▶ _DOCUMENT EXCERPT_:
Most traditional geostatistical methods not only have to rely on normal distribution and linear estimation, but are also limited to analysis and study on hard data by actual measurement. This results in some new time-space geostatistical methods, e.g., the Bayesian Maximum Entropy (BME method). BME is not limited by Gaussian distribution and linear estimation, and combines physics knowledge or other probabilistic (soft) data with the concept of Bayesian conditional probability to gradually enhance estimation information and estimate stochastic and spatial data [5,6,7,8,9,10] at the same time. Since its introduction in 1991, BME has been widely used in various fields of science and engineering and proven to be more accurate than traditional spatial statistical methods [7,11,12].

▶ _EXTRACTED ENTRIES_:
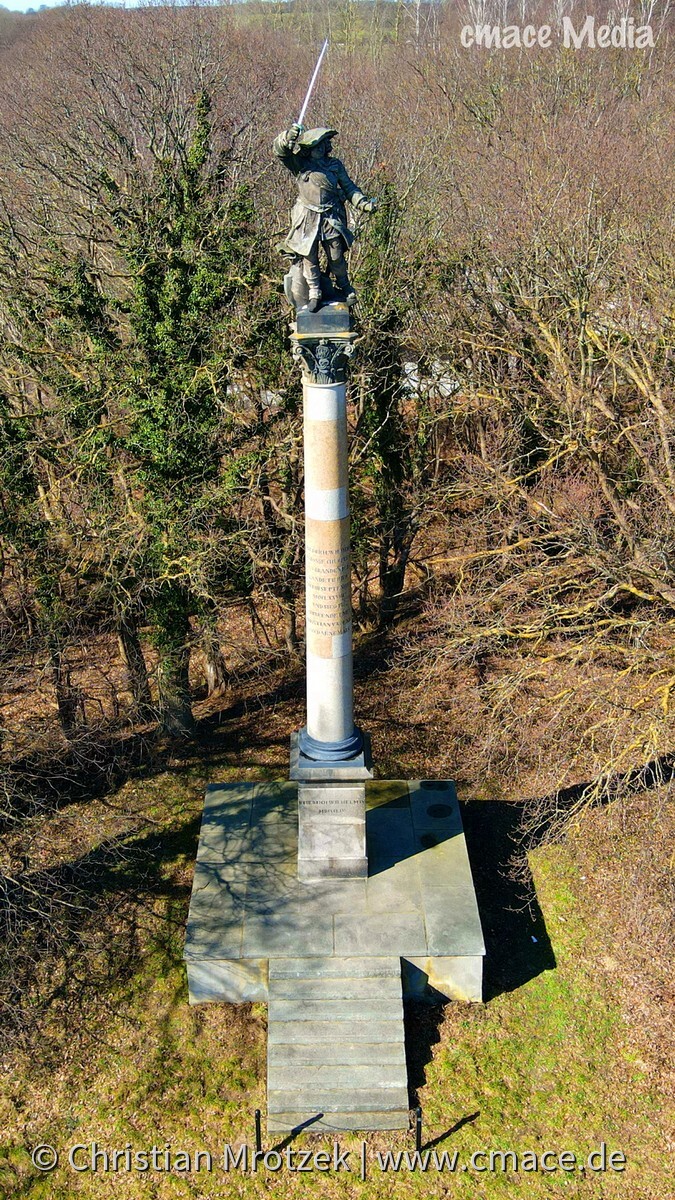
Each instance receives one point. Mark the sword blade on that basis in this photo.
(312, 81)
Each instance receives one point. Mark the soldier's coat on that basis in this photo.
(318, 213)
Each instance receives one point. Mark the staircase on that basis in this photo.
(335, 1044)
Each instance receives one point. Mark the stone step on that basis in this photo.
(338, 1122)
(335, 1045)
(339, 988)
(338, 1054)
(303, 1032)
(288, 1077)
(324, 969)
(342, 1099)
(335, 1009)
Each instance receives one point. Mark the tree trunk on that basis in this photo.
(291, 622)
(66, 695)
(217, 676)
(135, 665)
(172, 641)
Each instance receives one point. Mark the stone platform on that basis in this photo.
(249, 907)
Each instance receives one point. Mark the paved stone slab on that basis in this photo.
(348, 1054)
(370, 933)
(340, 988)
(360, 1009)
(249, 905)
(310, 1077)
(296, 930)
(344, 967)
(338, 1122)
(302, 1033)
(352, 1099)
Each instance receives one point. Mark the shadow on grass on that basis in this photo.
(517, 943)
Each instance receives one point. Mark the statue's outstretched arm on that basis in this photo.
(284, 147)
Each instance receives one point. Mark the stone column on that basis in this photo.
(329, 754)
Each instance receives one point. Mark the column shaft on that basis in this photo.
(327, 564)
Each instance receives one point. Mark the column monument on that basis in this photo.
(287, 905)
(329, 756)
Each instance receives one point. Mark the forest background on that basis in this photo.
(512, 460)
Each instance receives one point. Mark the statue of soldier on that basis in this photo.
(318, 216)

▶ _LIST OF TASKS_:
A - According to the passage on Bayesian Maximum Entropy, in what year was BME introduced?
B - Please repeat the passage on Bayesian Maximum Entropy from "Most traditional geostatistical" up to and including "statistical methods [7,11,12].", swapping "stochastic" for "random".
These records have no connection to the passage on Bayesian Maximum Entropy.

▶ _PROBLEM SOLUTIONS_:
A - 1991

B -
Most traditional geostatistical methods not only have to rely on normal distribution and linear estimation, but are also limited to analysis and study on hard data by actual measurement. This results in some new time-space geostatistical methods, e.g., the Bayesian Maximum Entropy (BME method). BME is not limited by Gaussian distribution and linear estimation, and combines physics knowledge or other probabilistic (soft) data with the concept of Bayesian conditional probability to gradually enhance estimation information and estimate random and spatial data [5,6,7,8,9,10] at the same time. Since its introduction in 1991, BME has been widely used in various fields of science and engineering and proven to be more accurate than traditional spatial statistical methods [7,11,12].